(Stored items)
-- Opening Marker --
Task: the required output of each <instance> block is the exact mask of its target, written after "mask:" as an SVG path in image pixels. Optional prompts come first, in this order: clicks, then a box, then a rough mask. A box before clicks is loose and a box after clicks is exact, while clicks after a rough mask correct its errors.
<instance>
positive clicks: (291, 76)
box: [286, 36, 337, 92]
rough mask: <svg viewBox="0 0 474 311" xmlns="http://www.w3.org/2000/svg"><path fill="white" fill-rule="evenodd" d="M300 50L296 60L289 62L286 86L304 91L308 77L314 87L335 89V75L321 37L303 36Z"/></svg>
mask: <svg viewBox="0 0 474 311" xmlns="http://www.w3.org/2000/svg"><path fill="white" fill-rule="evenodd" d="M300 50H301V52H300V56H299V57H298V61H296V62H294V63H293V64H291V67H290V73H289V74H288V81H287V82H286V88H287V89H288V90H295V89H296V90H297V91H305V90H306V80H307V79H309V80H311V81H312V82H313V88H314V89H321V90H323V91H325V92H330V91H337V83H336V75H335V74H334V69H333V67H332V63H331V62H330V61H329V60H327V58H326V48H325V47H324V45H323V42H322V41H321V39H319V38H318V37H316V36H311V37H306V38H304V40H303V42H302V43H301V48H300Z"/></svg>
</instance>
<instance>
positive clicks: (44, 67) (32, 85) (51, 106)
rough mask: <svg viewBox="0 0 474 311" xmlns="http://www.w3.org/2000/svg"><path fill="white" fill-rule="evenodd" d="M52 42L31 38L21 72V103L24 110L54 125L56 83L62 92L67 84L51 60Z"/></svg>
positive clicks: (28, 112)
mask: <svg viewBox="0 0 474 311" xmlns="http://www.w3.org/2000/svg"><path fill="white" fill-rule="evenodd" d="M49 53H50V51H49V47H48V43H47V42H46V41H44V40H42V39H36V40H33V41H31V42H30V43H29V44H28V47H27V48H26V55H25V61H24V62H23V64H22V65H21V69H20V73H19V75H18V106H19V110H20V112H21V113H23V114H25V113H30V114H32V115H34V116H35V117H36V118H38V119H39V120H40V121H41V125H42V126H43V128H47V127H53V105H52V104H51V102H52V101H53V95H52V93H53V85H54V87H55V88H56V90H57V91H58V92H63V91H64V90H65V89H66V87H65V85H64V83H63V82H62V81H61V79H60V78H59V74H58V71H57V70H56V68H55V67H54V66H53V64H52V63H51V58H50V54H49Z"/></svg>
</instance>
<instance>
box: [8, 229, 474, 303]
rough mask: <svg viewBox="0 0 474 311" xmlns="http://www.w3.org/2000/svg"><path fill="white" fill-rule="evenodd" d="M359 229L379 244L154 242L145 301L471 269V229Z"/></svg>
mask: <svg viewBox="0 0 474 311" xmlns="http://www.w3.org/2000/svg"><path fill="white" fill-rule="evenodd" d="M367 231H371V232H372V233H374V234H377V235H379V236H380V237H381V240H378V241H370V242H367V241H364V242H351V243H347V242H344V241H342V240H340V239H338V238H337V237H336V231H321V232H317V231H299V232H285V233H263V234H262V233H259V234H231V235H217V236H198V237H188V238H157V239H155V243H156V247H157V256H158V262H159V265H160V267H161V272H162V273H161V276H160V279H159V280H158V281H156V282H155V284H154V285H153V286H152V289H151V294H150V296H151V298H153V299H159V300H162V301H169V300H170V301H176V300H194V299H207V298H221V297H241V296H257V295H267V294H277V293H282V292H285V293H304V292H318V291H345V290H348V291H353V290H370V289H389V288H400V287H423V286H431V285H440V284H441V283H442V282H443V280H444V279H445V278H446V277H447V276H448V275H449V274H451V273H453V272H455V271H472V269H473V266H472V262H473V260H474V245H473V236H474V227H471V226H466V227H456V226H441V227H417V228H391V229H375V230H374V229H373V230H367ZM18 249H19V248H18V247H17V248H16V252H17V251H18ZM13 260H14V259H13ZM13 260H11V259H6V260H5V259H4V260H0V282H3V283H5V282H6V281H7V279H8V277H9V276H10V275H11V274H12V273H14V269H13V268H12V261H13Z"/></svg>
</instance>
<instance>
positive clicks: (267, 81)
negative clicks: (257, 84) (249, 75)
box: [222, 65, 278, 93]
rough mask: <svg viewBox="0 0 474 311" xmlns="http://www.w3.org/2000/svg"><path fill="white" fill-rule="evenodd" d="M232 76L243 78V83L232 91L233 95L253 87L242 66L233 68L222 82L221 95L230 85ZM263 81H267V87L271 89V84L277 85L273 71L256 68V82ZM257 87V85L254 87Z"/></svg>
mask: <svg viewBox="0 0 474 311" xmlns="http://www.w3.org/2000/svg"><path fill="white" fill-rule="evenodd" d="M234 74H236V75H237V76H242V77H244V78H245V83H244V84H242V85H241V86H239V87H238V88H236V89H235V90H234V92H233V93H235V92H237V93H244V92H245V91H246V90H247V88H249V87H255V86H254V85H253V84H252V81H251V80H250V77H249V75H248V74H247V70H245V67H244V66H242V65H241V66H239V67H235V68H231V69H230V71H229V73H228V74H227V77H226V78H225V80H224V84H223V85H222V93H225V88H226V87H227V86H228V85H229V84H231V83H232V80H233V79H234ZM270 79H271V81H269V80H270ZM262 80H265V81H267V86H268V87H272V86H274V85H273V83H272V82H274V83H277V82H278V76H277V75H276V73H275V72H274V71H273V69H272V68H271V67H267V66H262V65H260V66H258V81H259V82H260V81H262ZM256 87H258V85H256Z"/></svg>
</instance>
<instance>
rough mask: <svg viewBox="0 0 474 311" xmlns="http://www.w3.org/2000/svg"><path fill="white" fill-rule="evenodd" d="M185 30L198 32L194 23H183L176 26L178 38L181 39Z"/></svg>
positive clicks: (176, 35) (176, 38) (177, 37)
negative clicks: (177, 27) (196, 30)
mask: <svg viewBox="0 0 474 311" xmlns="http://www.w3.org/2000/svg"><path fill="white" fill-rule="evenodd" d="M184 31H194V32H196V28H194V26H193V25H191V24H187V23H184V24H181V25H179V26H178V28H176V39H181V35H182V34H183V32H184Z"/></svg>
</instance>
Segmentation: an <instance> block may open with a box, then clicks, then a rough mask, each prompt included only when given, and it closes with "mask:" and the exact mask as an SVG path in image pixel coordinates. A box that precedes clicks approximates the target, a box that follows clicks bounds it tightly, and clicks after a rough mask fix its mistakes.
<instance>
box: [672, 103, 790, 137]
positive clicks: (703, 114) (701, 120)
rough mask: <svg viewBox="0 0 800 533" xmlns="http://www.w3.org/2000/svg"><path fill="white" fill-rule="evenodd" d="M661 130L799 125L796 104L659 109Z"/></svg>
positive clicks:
-- Closing Marker --
**TO DO:**
Transcribe the records word for word, starting at their first line and stopping after the line that contains "box: [286, 36, 337, 92]".

**TASK RESPONSE:**
Task: the required output of each <instance> block is the exact mask of its target, written after "mask:" as an SVG path in image pixels. Optional prompts come first, in this order: clicks, then a box, then a rough mask. A box before clicks is loose and a box after clicks is exact, while clicks after a rough mask correct its errors.
<instance>
positive clicks: (291, 76)
box: [286, 36, 337, 92]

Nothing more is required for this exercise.